SET TASK - Look for "Keypoint guideline: for each instance of the lamp" in the records below, then copy that line and every line after it, exactly and with nothing added.

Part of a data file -
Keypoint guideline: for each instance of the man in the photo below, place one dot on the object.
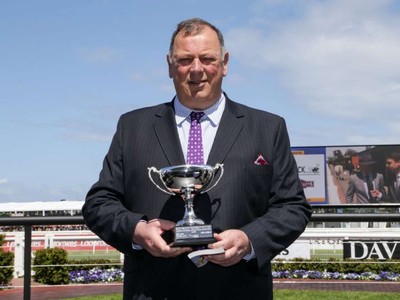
(393, 167)
(257, 209)
(366, 186)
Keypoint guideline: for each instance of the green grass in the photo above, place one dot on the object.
(296, 295)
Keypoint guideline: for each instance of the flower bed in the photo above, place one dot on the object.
(303, 274)
(96, 275)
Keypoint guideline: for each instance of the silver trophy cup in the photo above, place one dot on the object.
(188, 181)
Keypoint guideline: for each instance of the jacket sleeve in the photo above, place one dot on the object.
(105, 211)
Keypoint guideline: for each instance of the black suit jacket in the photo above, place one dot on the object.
(265, 201)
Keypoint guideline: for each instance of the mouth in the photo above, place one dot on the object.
(197, 82)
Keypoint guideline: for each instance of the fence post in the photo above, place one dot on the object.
(27, 262)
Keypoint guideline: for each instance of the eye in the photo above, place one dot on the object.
(184, 61)
(207, 60)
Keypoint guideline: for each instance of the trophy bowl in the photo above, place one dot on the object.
(188, 181)
(177, 178)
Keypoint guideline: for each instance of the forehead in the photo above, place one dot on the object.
(205, 40)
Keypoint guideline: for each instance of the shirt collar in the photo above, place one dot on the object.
(213, 113)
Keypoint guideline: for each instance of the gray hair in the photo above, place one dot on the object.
(195, 26)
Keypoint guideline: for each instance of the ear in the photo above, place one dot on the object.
(226, 60)
(169, 62)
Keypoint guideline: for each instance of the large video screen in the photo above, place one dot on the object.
(340, 175)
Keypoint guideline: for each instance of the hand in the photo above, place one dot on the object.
(236, 245)
(148, 235)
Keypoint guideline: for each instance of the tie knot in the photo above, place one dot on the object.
(196, 115)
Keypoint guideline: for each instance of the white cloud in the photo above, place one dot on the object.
(339, 59)
(100, 54)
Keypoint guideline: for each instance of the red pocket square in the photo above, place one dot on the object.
(261, 161)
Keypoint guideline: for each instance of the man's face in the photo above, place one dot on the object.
(197, 68)
(392, 165)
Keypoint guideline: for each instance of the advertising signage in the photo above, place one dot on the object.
(345, 175)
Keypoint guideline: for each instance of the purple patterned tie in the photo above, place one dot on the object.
(195, 145)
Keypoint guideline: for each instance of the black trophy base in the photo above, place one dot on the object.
(193, 235)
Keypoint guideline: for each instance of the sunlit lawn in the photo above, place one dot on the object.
(298, 295)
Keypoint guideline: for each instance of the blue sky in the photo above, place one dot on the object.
(69, 69)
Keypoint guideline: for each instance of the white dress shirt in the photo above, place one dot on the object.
(209, 124)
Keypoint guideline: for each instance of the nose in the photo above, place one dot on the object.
(196, 65)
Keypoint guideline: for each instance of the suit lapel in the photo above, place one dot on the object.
(232, 122)
(167, 135)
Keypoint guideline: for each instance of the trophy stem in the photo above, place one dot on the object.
(190, 217)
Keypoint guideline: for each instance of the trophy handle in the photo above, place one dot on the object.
(216, 167)
(153, 169)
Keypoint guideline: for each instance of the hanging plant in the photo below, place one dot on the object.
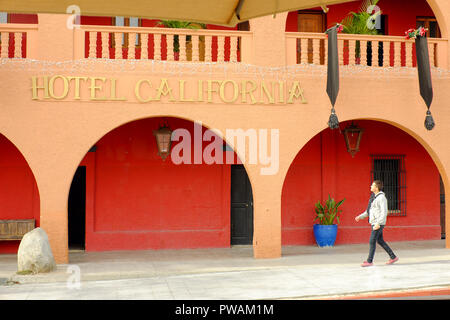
(414, 33)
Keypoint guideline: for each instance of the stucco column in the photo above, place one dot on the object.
(269, 40)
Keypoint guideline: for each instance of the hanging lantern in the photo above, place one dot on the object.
(163, 140)
(352, 135)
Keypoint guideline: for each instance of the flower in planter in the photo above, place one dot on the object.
(414, 33)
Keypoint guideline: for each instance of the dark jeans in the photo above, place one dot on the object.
(377, 236)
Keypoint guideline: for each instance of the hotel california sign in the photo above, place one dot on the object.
(84, 88)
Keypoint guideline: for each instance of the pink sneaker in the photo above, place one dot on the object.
(391, 261)
(367, 264)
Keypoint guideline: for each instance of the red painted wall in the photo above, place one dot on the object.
(324, 166)
(135, 200)
(401, 14)
(19, 196)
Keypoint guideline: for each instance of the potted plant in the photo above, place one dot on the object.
(176, 42)
(326, 230)
(361, 22)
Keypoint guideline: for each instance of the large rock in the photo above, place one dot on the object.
(35, 254)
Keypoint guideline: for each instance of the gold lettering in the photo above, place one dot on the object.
(211, 89)
(35, 87)
(65, 88)
(137, 90)
(77, 86)
(222, 91)
(113, 96)
(281, 91)
(165, 90)
(94, 88)
(182, 98)
(200, 90)
(269, 95)
(296, 92)
(244, 91)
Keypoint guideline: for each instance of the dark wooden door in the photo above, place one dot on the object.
(442, 201)
(311, 21)
(241, 206)
(77, 209)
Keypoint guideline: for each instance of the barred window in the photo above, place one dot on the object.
(390, 169)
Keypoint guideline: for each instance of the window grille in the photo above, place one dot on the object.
(390, 169)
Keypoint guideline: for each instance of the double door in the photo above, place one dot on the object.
(241, 206)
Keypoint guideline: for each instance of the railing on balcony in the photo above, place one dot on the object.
(112, 42)
(365, 50)
(17, 40)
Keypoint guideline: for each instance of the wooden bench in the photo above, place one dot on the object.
(15, 229)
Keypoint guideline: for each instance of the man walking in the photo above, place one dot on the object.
(377, 213)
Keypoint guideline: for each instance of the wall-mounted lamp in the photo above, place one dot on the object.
(163, 140)
(352, 135)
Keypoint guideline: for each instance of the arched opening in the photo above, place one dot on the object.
(198, 197)
(324, 166)
(19, 197)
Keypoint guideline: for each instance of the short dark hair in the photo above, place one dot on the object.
(379, 184)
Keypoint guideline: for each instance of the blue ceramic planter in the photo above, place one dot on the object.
(325, 234)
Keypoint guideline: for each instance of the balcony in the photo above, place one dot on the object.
(17, 40)
(164, 44)
(364, 50)
(207, 46)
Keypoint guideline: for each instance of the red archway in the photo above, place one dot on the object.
(135, 200)
(19, 194)
(324, 166)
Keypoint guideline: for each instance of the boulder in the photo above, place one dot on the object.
(34, 254)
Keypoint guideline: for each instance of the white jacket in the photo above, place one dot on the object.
(378, 210)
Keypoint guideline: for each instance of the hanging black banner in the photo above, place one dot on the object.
(333, 74)
(424, 72)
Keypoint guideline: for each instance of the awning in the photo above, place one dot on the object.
(219, 12)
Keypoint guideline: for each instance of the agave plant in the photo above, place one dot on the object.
(326, 214)
(180, 25)
(361, 22)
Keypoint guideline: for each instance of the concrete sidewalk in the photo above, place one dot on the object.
(303, 272)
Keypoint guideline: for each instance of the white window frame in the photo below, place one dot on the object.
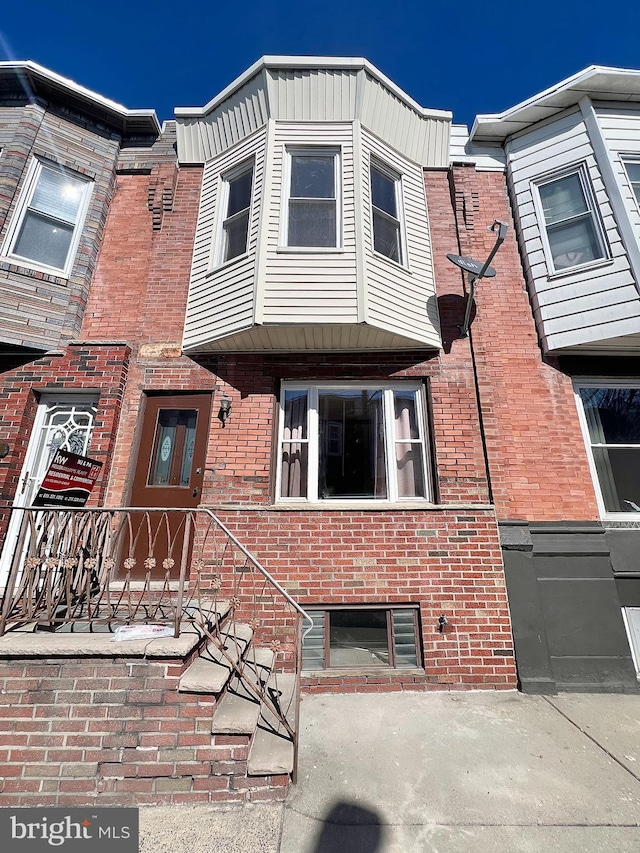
(634, 160)
(592, 212)
(601, 383)
(311, 151)
(36, 168)
(390, 440)
(223, 203)
(396, 177)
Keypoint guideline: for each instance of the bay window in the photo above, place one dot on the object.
(611, 420)
(312, 199)
(571, 231)
(352, 442)
(48, 220)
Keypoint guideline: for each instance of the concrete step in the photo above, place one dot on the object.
(238, 711)
(271, 750)
(210, 672)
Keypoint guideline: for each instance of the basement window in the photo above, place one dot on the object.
(362, 637)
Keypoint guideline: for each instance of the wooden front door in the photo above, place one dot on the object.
(169, 474)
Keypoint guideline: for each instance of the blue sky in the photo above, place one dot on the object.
(466, 57)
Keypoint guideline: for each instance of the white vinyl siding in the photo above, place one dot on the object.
(221, 298)
(400, 299)
(588, 304)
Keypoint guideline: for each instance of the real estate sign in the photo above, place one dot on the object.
(69, 480)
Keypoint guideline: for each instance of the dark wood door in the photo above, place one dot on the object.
(169, 474)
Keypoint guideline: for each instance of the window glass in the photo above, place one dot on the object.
(572, 230)
(613, 421)
(384, 205)
(633, 171)
(312, 201)
(236, 224)
(351, 443)
(361, 637)
(49, 219)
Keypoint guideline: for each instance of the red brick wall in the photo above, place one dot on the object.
(115, 732)
(537, 458)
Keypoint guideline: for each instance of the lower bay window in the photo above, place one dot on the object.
(611, 421)
(352, 442)
(362, 637)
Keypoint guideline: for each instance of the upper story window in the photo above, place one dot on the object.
(48, 221)
(313, 198)
(352, 442)
(236, 202)
(572, 229)
(633, 173)
(612, 429)
(385, 212)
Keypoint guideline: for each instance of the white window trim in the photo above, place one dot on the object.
(601, 383)
(389, 432)
(290, 151)
(35, 169)
(223, 200)
(396, 177)
(582, 172)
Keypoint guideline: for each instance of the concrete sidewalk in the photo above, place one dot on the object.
(445, 772)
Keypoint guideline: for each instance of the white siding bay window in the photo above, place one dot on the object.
(48, 221)
(352, 442)
(385, 212)
(611, 422)
(572, 231)
(313, 199)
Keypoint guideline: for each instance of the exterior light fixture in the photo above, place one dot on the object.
(225, 408)
(477, 270)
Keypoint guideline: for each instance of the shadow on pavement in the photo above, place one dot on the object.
(348, 828)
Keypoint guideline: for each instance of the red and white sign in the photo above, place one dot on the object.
(69, 480)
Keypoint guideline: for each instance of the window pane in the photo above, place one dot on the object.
(383, 192)
(562, 199)
(295, 414)
(295, 468)
(57, 194)
(236, 236)
(351, 444)
(574, 243)
(239, 193)
(613, 414)
(619, 477)
(409, 470)
(386, 236)
(312, 176)
(312, 223)
(43, 240)
(358, 638)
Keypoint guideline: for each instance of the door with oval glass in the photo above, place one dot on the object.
(169, 474)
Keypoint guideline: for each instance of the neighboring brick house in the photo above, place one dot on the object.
(559, 374)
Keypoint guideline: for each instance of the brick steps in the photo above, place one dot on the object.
(238, 711)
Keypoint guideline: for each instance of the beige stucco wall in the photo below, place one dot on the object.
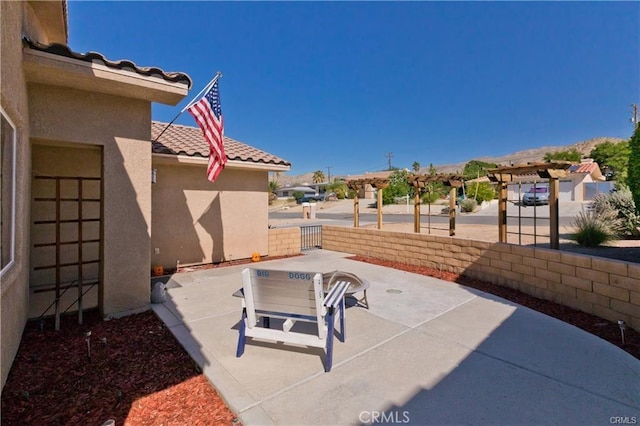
(122, 127)
(188, 213)
(13, 97)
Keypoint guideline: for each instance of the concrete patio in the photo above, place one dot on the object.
(426, 352)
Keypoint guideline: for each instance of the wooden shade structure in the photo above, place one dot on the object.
(420, 183)
(357, 185)
(553, 171)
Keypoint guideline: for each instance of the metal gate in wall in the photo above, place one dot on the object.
(310, 237)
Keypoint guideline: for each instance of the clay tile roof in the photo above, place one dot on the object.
(64, 50)
(185, 140)
(584, 168)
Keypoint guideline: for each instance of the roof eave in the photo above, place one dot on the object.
(56, 70)
(231, 164)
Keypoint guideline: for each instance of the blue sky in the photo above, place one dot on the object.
(337, 86)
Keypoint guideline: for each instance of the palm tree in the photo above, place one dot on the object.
(318, 176)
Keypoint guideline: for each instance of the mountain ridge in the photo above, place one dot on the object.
(519, 157)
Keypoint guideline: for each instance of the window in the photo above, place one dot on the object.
(8, 193)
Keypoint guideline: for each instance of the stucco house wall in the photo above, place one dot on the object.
(121, 127)
(57, 98)
(189, 212)
(13, 100)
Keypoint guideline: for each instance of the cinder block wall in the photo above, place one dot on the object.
(284, 241)
(607, 288)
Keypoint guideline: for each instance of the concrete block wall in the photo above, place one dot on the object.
(284, 241)
(603, 287)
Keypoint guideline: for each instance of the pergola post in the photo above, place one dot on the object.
(356, 211)
(416, 210)
(553, 171)
(380, 189)
(452, 211)
(502, 212)
(554, 231)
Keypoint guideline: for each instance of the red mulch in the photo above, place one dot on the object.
(602, 328)
(137, 374)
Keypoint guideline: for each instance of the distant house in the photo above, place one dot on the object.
(288, 191)
(585, 180)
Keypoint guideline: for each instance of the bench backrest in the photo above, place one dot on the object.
(285, 292)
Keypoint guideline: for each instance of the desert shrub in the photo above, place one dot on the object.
(623, 207)
(482, 191)
(594, 229)
(468, 205)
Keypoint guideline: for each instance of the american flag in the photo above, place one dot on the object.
(208, 114)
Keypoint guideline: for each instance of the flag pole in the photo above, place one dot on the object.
(207, 87)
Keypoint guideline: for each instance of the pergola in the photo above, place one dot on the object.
(420, 184)
(553, 171)
(357, 185)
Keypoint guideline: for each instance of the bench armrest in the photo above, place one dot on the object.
(336, 294)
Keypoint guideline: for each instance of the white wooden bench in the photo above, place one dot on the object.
(290, 296)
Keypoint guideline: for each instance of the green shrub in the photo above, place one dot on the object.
(482, 191)
(594, 229)
(468, 205)
(621, 204)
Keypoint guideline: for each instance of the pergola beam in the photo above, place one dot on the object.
(357, 184)
(420, 182)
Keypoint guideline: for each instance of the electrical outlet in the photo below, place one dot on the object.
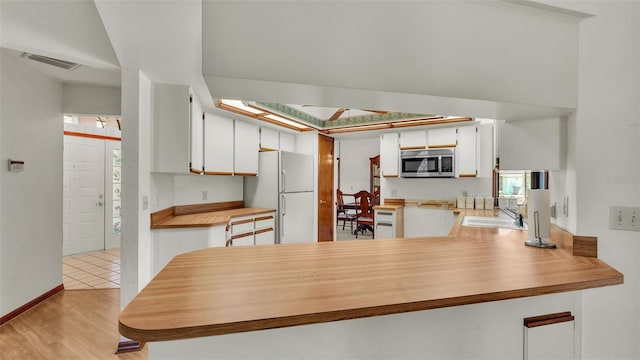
(624, 218)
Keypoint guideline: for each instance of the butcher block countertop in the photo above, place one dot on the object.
(227, 290)
(202, 215)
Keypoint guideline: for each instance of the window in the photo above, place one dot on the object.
(514, 184)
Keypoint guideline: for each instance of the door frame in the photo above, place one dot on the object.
(108, 144)
(326, 192)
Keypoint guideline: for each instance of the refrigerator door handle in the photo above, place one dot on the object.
(283, 203)
(284, 182)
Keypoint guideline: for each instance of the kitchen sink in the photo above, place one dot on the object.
(491, 222)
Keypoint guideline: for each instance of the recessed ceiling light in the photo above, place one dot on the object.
(285, 121)
(240, 105)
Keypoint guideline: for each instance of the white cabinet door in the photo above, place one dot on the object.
(171, 128)
(218, 145)
(466, 152)
(269, 139)
(287, 142)
(246, 148)
(384, 231)
(410, 140)
(389, 155)
(385, 224)
(442, 137)
(197, 137)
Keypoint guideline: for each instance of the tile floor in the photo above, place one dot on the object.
(92, 270)
(347, 234)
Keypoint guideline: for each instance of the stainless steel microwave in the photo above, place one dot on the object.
(427, 163)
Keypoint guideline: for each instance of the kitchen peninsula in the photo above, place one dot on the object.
(464, 294)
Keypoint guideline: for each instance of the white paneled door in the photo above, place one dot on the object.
(83, 195)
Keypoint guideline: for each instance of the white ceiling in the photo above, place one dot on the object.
(66, 30)
(360, 55)
(467, 58)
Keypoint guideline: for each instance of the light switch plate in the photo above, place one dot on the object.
(624, 218)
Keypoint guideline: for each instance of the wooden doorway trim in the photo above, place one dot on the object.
(325, 188)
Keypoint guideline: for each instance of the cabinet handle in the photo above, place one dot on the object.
(548, 319)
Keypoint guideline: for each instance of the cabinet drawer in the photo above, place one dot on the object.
(385, 216)
(241, 226)
(265, 237)
(245, 239)
(263, 222)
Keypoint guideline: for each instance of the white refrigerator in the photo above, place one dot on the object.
(285, 183)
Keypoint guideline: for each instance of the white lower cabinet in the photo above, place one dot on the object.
(167, 243)
(389, 223)
(252, 230)
(265, 237)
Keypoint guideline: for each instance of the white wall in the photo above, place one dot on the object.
(607, 166)
(456, 49)
(31, 202)
(187, 189)
(135, 251)
(354, 163)
(434, 189)
(91, 100)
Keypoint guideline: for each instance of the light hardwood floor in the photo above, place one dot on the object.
(73, 324)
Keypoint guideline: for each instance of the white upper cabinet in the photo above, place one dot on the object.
(466, 152)
(246, 148)
(389, 155)
(287, 142)
(269, 139)
(441, 137)
(416, 139)
(218, 145)
(171, 122)
(197, 137)
(530, 144)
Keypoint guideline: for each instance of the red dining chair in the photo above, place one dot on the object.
(342, 213)
(364, 215)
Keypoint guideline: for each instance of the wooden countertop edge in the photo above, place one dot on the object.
(164, 222)
(347, 314)
(605, 276)
(388, 207)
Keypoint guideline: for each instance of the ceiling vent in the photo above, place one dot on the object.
(67, 65)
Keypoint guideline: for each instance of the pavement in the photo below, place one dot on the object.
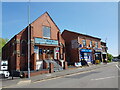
(9, 82)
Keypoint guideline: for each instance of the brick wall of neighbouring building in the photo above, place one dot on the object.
(16, 50)
(73, 41)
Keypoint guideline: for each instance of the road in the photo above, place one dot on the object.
(105, 77)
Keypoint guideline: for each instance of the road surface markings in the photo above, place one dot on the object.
(104, 78)
(117, 67)
(63, 76)
(24, 82)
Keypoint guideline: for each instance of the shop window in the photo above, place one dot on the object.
(84, 42)
(24, 49)
(96, 44)
(46, 32)
(90, 43)
(40, 51)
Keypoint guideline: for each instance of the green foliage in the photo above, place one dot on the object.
(2, 43)
(110, 57)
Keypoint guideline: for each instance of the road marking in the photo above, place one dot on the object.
(62, 76)
(24, 82)
(104, 78)
(117, 67)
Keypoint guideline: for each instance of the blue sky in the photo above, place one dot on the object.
(99, 19)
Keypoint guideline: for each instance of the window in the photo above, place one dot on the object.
(84, 42)
(96, 44)
(46, 32)
(24, 47)
(90, 43)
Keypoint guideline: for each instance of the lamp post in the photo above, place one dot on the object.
(29, 39)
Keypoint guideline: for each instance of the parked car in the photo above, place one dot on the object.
(17, 74)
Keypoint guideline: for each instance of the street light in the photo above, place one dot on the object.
(29, 39)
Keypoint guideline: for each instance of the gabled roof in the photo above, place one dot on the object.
(49, 17)
(38, 18)
(81, 34)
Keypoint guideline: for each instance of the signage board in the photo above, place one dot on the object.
(45, 41)
(98, 50)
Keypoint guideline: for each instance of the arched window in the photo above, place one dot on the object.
(23, 47)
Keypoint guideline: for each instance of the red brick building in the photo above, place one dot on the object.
(81, 47)
(104, 51)
(46, 43)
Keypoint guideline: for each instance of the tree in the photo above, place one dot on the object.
(2, 43)
(110, 57)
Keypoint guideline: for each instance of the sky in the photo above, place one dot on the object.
(98, 19)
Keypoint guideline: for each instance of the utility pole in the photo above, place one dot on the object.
(29, 39)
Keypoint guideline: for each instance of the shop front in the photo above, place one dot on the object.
(104, 56)
(98, 55)
(86, 54)
(45, 49)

REPLY -
Keypoint guideline: for each instance of the lamp post in the photo above, place one dot on the object.
(29, 39)
Keypoint guideline: for each instance of the parked car in the photo above, place one dot on the object.
(17, 74)
Keypoint guideline: for each instance of the street light in the photo above, place one dot on the object.
(29, 39)
Keypoint guideline: for each instance of the gabled roof in the photo above, place one dot on the object.
(49, 17)
(38, 18)
(81, 34)
Keypoint guideline: for each instance of the signage board in the photo above, place one dot on the object.
(45, 41)
(98, 50)
Keypoint guideline: for each instance of the arched window in the photo above, place one dot on the object.
(23, 47)
Keypoint guideline: for each instance of the red brick building in the photo above, place one dot on the object.
(81, 47)
(104, 51)
(46, 43)
Keypoint guideline: for each instance of the tree in the photo above, place one dot on the object.
(2, 43)
(110, 57)
Keypoint guideline: for each instance of the sky in the photo above, place one dot on the object.
(98, 19)
Keypoint guideline: for each instance of the utility pole in the photo above, place one dot on the object.
(29, 39)
Keypoint guideline: for each instance of the shop front in the photo above, place one dot on the object.
(104, 56)
(98, 55)
(86, 54)
(45, 49)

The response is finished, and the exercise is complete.